Written request A:
Reproduce the entries word for word, from the line containing "Check that every instance of the spoon" through the last line of the entries, both included.

Selection:
# ADAMS Senior Set



## broken tee (Jan 13, 2008)

I'm impressed with the improvment these clubs Have done for my game. Anyone else having the same or different experience? My drives are 50 yards longer I'm hitting fairway woods where I couldn't before, hybid irons I'm hitting accuracy lacks I'm coming out of traps better, putting varies.


----------



## Surtees (Sep 11, 2007)

come on bob can we get a little bit more of a review. Do you have a full set or just irons? Has your distance improved? how is your accuracy? How is your games comparing between these clubs and you old clubs?

Luke


----------



## allen319 (May 6, 2008)

I am considering an adams set. Which model did you get and why senior vs standard?


----------



## broken tee (Jan 13, 2008)

allen319 said:


> I am considering an adams set. Which model did you get and why senior vs standard?


I went with the complete set of Adams A20S, based on the reviews. I read they were designed for the type of hitter I am and age (59). I am not a long ball hitter due to an injury of the shoulder. they are a little more forgiving, which is true. I was not hitting fairway shots, just dribble on the ground, but now I'm hitting down range quite well. My iron shots have improve enormously. putting still plagues me. over all they have improved my hitting ability and knocked off six strokes on a bad day. Now I tried the A3's and did not feel the difference so I went $100 less on the current set. I like them, but I will not reccomend them to you, because they are like a pretty girl what is pretty to me may not be pretty to you. let me know what you decide. I might be able to beat a moderator in Miami and Montreal if my wife would let me go.


----------

Written request B:
In the Adams Senior Set thread, which set did broken tee buy?

Records of labeled points:
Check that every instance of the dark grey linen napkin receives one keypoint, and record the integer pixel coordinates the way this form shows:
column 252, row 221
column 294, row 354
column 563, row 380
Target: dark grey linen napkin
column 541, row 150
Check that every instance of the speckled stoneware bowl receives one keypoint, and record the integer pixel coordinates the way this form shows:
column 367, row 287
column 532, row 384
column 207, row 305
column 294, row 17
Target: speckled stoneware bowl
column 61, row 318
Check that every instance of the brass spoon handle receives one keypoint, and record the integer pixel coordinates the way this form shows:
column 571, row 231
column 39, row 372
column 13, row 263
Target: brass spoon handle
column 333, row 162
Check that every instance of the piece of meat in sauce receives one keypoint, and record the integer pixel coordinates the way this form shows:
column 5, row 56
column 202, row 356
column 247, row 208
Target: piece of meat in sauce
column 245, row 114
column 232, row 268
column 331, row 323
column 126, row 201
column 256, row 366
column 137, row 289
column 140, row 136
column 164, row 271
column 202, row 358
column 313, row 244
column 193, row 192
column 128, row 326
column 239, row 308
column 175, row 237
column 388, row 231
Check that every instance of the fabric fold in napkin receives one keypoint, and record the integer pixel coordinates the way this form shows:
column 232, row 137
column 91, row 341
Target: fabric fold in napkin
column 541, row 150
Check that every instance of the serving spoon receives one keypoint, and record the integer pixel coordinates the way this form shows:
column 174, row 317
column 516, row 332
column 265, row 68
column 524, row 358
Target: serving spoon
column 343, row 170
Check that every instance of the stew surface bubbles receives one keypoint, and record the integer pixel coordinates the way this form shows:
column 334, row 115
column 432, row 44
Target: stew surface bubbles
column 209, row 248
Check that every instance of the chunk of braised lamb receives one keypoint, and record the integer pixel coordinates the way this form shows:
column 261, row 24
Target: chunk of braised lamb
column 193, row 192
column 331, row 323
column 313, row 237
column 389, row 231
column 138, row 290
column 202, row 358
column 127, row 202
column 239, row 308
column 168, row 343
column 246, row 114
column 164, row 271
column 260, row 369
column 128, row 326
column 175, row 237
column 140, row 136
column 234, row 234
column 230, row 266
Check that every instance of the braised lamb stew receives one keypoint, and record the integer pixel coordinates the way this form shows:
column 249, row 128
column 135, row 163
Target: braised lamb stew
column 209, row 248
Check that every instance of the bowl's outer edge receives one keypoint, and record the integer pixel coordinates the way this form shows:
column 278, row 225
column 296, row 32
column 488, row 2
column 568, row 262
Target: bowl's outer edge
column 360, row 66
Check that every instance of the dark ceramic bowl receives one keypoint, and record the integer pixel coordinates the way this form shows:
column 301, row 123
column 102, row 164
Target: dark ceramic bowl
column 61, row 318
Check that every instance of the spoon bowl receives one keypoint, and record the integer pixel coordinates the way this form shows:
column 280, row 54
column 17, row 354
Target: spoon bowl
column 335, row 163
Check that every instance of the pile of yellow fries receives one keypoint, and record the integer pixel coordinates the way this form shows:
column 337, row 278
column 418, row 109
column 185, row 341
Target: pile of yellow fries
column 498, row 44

Finished answer A:
Check that every instance of the spoon bowl receives one keypoint, and record the integer pixel coordinates the way this form shows:
column 280, row 54
column 17, row 354
Target: spoon bowl
column 335, row 163
Check that every instance of the pile of yellow fries receives one keypoint, and record the integer pixel coordinates the way this form shows:
column 337, row 278
column 418, row 109
column 185, row 341
Target: pile of yellow fries
column 498, row 44

Finished answer B:
The complete set of Adams A20S.